- [Reading text]:
↓↓↓

25 Jan Meghan Halley
Posted originally on Once Upon a Gene. Written by Effie Parks.
I met Meghan Halley on the NORD Living Rare Living Stronger planning committee. She co-chairs the patient and family support group for the Undiagnosed Diseases Network. She’s a Stanford research scholar and a mom to her undiagnosed son Philip.
Can you share about yourself?
I’m the mom of three kids and my middle son Philip, who is six years old, is undiagnosed with a rare condition. I’ve become more involved in advocacy as it relates to access to diagnosis for individuals with rare disease, particularly ultra rare. Because Philip is a patient in the Undiagnosed Diseases Network, I became involved in advocating UDN as a resource for the rare disease community. I am a medical anthropologist and a research scholar at the Center for Biomedical Ethics (SCBE) at Stanford University. I do research on the experiences of patients and families with ultra rare and undiagnosed diseases, with a particular focus on how stakeholders involved in providing sequencing have different values and how that determines who has access. Philip is at the core of everything because after three years, he still doesn’t have a diagnosis.
Why are you advocating for the UDN as a resource?

↑↑↑

- [Photo-based referring expression data]:
↓↓↓

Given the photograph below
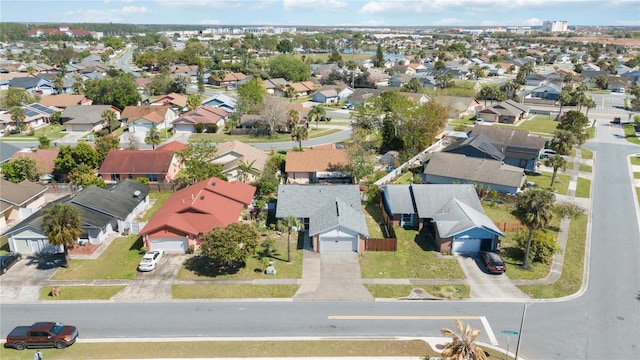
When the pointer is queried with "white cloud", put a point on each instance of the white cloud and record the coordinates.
(315, 5)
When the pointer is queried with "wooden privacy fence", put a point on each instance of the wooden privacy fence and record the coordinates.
(383, 244)
(510, 226)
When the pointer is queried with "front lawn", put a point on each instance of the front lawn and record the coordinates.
(118, 261)
(232, 291)
(200, 268)
(386, 291)
(572, 268)
(583, 189)
(543, 180)
(630, 134)
(81, 292)
(415, 259)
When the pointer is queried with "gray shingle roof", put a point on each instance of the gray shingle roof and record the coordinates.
(326, 206)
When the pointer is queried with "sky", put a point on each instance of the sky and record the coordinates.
(358, 13)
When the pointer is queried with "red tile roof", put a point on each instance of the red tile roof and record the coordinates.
(199, 208)
(136, 162)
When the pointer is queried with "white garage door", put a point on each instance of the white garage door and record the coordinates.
(466, 245)
(169, 245)
(338, 244)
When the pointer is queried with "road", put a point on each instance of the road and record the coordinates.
(603, 322)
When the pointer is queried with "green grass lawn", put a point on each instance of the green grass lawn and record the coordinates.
(583, 189)
(400, 291)
(375, 222)
(572, 269)
(585, 168)
(544, 180)
(81, 292)
(630, 133)
(199, 268)
(232, 291)
(118, 261)
(586, 153)
(414, 259)
(278, 137)
(156, 200)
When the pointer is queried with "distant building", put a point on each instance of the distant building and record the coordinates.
(554, 26)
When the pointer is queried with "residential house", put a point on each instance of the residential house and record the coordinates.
(489, 174)
(102, 212)
(157, 166)
(505, 112)
(513, 146)
(18, 201)
(32, 84)
(86, 118)
(332, 215)
(142, 118)
(329, 96)
(202, 116)
(450, 213)
(62, 101)
(317, 166)
(44, 158)
(177, 101)
(191, 212)
(233, 154)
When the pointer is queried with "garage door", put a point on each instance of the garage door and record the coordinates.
(466, 245)
(338, 244)
(169, 245)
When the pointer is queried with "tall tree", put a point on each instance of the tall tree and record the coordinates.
(153, 137)
(316, 113)
(300, 133)
(463, 343)
(556, 162)
(289, 224)
(62, 225)
(228, 248)
(535, 211)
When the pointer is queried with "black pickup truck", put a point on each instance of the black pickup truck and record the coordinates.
(42, 335)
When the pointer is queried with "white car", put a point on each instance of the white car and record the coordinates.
(150, 260)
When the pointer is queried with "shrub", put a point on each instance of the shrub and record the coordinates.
(543, 245)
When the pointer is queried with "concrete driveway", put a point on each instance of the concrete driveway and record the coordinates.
(487, 286)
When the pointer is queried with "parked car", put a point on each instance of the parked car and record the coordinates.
(150, 260)
(8, 260)
(41, 335)
(493, 262)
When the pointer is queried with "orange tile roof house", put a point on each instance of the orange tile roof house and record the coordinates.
(191, 212)
(317, 166)
(142, 118)
(63, 101)
(157, 166)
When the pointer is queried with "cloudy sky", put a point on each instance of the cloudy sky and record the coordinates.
(326, 12)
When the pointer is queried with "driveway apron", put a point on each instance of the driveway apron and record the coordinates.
(331, 276)
(487, 286)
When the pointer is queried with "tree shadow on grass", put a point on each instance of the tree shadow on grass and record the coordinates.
(203, 266)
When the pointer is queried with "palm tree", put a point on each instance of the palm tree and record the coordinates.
(18, 116)
(556, 162)
(61, 223)
(300, 133)
(153, 137)
(535, 211)
(108, 117)
(245, 169)
(316, 113)
(289, 224)
(293, 118)
(463, 345)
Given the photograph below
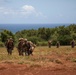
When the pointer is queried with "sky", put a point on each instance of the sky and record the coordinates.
(37, 11)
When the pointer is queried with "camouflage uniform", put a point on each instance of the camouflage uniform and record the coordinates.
(49, 43)
(32, 47)
(57, 44)
(26, 47)
(9, 45)
(20, 46)
(72, 43)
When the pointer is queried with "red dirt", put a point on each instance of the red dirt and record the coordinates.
(23, 69)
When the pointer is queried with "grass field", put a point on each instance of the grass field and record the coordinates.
(41, 55)
(45, 61)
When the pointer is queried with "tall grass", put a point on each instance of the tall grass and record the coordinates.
(41, 55)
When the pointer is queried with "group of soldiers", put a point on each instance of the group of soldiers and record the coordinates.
(58, 44)
(24, 46)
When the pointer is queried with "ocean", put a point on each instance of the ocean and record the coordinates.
(18, 27)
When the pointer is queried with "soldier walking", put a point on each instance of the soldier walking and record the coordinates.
(72, 43)
(49, 43)
(58, 44)
(10, 46)
(20, 46)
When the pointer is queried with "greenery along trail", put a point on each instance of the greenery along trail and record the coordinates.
(42, 55)
(63, 34)
(45, 61)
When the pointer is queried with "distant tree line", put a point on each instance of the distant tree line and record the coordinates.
(63, 34)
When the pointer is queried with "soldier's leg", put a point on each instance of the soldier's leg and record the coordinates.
(10, 51)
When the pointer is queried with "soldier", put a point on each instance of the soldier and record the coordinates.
(49, 43)
(9, 45)
(32, 47)
(57, 44)
(20, 46)
(26, 47)
(72, 43)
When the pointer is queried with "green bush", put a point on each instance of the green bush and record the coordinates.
(34, 39)
(1, 44)
(44, 43)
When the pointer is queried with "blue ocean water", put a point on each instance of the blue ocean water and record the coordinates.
(18, 27)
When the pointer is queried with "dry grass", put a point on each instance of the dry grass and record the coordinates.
(42, 55)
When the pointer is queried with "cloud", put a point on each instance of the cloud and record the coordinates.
(28, 8)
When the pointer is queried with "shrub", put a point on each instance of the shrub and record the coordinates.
(44, 43)
(1, 44)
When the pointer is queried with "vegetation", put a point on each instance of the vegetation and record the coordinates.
(41, 56)
(64, 34)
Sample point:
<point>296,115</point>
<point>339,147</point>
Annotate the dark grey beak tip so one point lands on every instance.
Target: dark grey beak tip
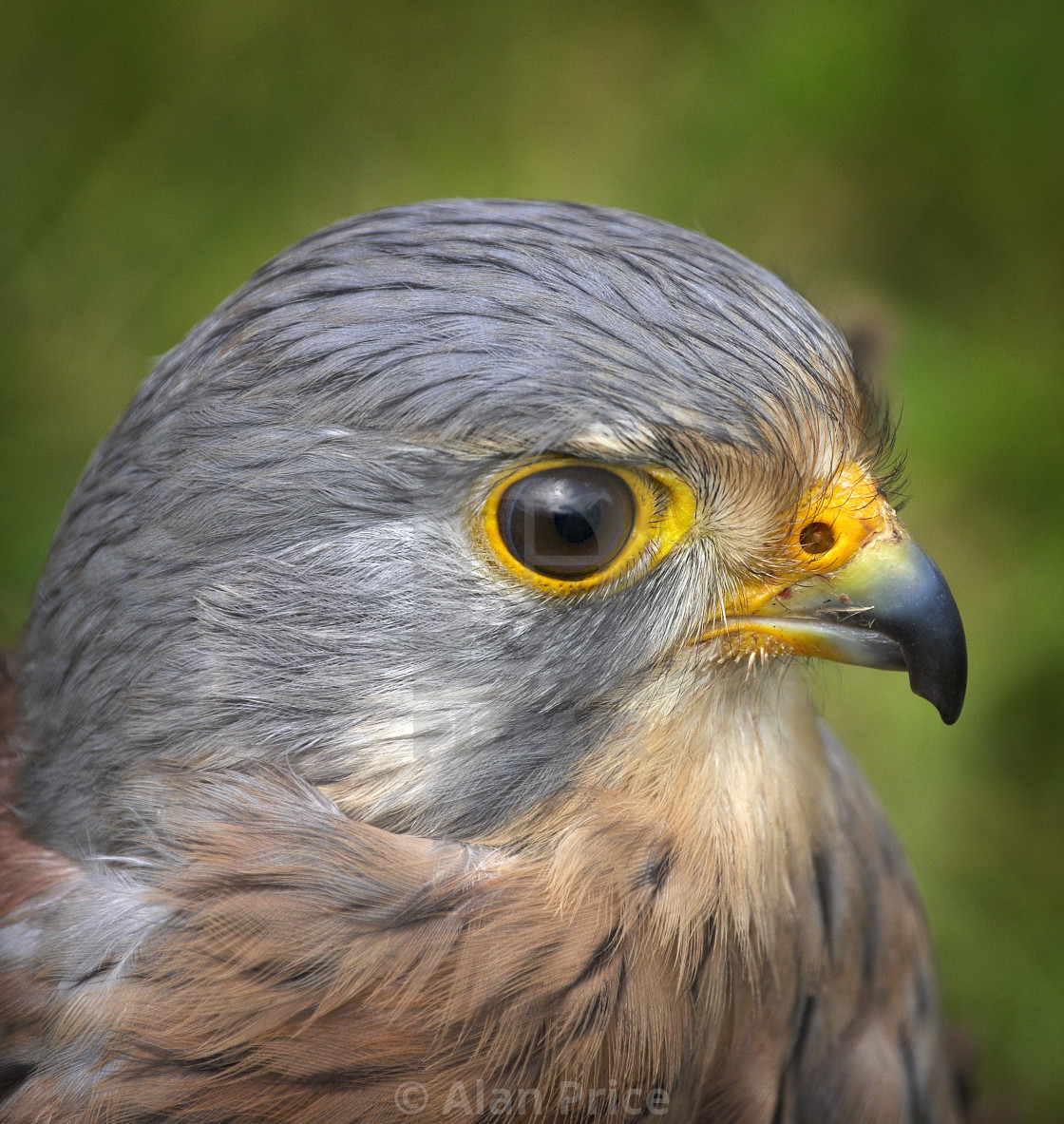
<point>945,693</point>
<point>927,627</point>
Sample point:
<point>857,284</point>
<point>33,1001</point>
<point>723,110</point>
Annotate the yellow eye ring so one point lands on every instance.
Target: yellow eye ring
<point>663,509</point>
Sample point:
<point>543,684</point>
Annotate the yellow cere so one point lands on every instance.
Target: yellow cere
<point>664,513</point>
<point>834,522</point>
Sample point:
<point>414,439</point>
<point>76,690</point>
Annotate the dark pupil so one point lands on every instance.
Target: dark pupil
<point>569,522</point>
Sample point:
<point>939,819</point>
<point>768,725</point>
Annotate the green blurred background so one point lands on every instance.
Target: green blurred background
<point>902,163</point>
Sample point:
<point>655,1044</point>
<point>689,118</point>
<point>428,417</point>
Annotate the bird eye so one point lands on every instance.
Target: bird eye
<point>816,539</point>
<point>567,522</point>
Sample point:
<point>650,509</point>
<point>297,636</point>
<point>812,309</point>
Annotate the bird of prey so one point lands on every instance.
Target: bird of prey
<point>411,718</point>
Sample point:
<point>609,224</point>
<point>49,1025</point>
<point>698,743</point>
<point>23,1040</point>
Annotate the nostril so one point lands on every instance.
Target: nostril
<point>816,539</point>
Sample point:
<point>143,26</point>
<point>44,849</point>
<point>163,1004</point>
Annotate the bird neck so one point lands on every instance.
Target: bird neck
<point>712,793</point>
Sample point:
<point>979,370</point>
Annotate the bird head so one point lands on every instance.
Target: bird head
<point>442,498</point>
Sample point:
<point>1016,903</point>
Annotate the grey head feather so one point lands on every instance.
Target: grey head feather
<point>269,558</point>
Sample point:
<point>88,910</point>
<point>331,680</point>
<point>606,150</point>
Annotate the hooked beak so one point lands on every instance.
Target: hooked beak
<point>886,606</point>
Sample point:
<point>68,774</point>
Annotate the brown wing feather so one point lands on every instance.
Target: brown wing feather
<point>276,962</point>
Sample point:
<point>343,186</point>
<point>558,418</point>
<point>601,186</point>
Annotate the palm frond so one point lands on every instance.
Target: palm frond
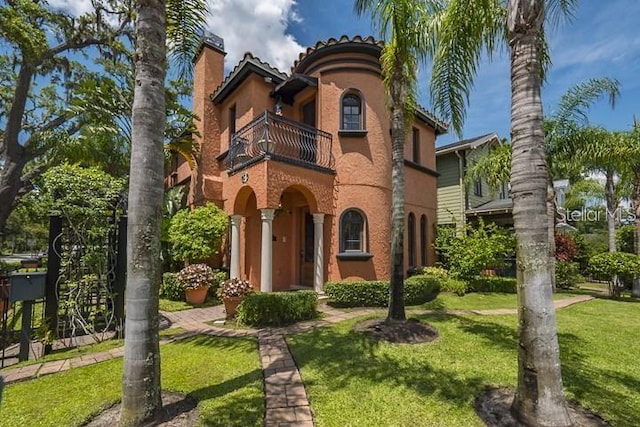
<point>186,20</point>
<point>559,11</point>
<point>574,105</point>
<point>494,167</point>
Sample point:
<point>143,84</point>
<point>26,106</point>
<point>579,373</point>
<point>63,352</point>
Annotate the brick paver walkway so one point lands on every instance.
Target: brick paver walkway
<point>286,400</point>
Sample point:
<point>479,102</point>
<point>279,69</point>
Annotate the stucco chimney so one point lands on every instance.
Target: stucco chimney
<point>208,75</point>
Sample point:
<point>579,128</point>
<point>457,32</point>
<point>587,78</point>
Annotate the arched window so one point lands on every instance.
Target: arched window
<point>351,112</point>
<point>423,240</point>
<point>353,231</point>
<point>411,229</point>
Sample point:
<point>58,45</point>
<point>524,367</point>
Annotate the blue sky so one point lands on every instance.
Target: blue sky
<point>603,40</point>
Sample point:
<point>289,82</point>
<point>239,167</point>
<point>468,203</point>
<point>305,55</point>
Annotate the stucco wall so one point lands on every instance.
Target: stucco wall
<point>362,177</point>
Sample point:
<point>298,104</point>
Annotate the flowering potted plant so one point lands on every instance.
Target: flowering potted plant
<point>196,279</point>
<point>232,292</point>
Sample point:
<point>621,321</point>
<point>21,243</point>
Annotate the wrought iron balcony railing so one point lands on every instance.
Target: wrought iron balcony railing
<point>274,137</point>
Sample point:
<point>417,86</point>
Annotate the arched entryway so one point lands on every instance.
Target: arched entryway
<point>279,247</point>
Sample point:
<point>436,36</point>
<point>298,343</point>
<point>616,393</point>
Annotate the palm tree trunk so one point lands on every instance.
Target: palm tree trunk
<point>612,206</point>
<point>635,205</point>
<point>141,397</point>
<point>539,399</point>
<point>551,228</point>
<point>396,291</point>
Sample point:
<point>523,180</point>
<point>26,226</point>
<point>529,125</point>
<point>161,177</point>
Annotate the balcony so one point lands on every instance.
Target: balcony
<point>273,137</point>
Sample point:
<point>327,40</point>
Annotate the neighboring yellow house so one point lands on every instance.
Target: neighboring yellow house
<point>459,203</point>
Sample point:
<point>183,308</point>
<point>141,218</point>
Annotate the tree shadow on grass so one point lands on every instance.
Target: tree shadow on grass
<point>238,400</point>
<point>586,382</point>
<point>350,356</point>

↑↑↑

- [To do]: In the interview text above, how old is Meghan Halley's son Philip?

- [Written answer]: Six years old.